# Instructions:
[1] In the article on Idaho's school sports bill, rewrite the paragraph that begins "The bill headed back" as a short bulleted list that keeps its main facts.
[2] From the article on Idaho's school sports bill, extract the passage that begins at the words "Backers say the" and stops after "IX, they say.", copying it word for word.
[3] Continue the article on Idaho's school sports bill, picking up right after its final sentence.

━━━━━ Extract ━━━━━

Idaho moves to ban transgender ‘women’ and ‘girls’ from school sports

Sen. Mary Souza (R-Coeur d'Alene) is one of the sponsors of a bill to ban transgender girls and women from competing on sports teams that align with their gender identity. JAMES DAWSON / BOISE STATE PUBLIC RADIO

Democrats in the Idaho state legislature are opposing a bill to ban “transgender” (male) school athletes from women’s sports on the basis that children would be subjected to tests that hurt students’ “reputation and dignity for life.”

The bill headed back to Idaho’s House on March 17 after being amended in the Senate, which voted 24-11 to approve. The measure would apply to all athletic teams sponsored by public schools, colleges and universities. A team meant for actual, biological females would not be open to transgender students who identify as female.

Backers say the law is needed because male athletes have physical advantages, even when they’re pretending to be female. Allowing men to masquerade as women in sports can limit athletic, economic and self-growth opportunities made possible by Title IX, they say.

The 1972 Title IX law bars gender discrimination in education and opened up athletic competition for girls and women.

“It started to level the playing field,” said Republican Sen. Mary Souza. “But now we are in a new crisis. Girls who have been struggling and training and competing in their sport are suddenly confronted by biological males.”

━━━━━ Extracted data ━━━━━

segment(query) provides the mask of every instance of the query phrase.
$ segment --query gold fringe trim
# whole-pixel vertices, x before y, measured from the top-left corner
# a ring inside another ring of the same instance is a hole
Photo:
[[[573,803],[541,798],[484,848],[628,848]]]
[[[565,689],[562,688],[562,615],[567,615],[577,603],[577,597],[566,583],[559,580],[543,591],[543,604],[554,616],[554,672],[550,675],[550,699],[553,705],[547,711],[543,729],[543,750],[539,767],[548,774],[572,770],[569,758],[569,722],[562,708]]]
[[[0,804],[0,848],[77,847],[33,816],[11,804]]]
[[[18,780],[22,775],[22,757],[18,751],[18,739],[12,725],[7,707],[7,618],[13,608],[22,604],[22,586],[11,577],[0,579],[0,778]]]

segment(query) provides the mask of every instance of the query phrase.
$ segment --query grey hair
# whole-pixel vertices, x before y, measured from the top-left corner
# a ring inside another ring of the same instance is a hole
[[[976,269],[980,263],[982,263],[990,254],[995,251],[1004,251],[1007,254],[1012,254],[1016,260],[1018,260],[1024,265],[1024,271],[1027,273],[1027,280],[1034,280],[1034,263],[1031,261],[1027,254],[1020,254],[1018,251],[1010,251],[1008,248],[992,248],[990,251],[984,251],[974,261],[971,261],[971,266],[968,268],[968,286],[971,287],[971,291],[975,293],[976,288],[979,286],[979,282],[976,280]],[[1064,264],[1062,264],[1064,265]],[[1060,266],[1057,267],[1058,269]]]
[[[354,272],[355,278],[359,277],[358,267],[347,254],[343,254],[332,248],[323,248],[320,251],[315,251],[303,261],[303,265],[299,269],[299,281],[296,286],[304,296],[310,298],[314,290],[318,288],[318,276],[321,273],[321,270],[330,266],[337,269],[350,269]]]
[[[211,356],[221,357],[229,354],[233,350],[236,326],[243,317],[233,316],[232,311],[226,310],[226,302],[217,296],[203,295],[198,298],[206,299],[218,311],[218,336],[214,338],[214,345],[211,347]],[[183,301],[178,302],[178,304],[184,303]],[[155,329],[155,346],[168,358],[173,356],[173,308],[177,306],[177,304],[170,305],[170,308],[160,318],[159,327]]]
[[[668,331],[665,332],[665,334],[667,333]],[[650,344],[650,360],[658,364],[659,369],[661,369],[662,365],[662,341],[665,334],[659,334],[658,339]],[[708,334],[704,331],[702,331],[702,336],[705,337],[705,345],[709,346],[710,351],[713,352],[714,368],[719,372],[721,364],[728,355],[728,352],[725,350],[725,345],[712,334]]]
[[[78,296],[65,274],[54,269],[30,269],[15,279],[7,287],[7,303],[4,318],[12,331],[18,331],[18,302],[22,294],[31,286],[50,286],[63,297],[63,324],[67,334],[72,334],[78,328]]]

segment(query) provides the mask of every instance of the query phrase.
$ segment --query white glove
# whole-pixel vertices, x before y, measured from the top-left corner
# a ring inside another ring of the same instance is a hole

━━━━━

# Responses by item number:
[1]
- The bill returned to the Idaho House on March 17 after the Senate amended it.
- The Senate approved it by a vote of 24-11.
- It would cover all athletic teams sponsored by public schools, colleges and universities.
- Teams meant for biological females would be closed to transgender students who identify as female.

[2]
Backers say the law is needed because male athletes have physical advantages, even when they’re pretending to be female. Allowing men to masquerade as women in sports can limit athletic, economic and self-growth opportunities made possible by Title IX, they say.

[3]
Opponents said the bill discriminates against men who want to be treated as females, and will subject athletes to tests that might cause them to avoid sports.

The original version of the law passed in the House easily. The Senate amended the bill in an attempt to allay concerns about such tests. But opponents argued that anyone from a parent to an opponent to someone with a grudge could require a student to take a humiliating test.

“It would damage and hurt her reputation and dignity for life,” said Democratic Sen. Michelle Stennett, noting very young girls would be subject to invasive physical exams. “Beyond the medical inaccuracies, this bill risks harming the physical and emotional health of our children.”

It was unclear what Stennett meant by “her.”

Republican Sen. Jim Rice agreed with Souza that males are generally better athletes than females. He said allowing transgender high school students to compete in girls’ sports could limit the competitive experiences of others.

“I think that it is important to protect those opportunities for my granddaughters,” Rice said.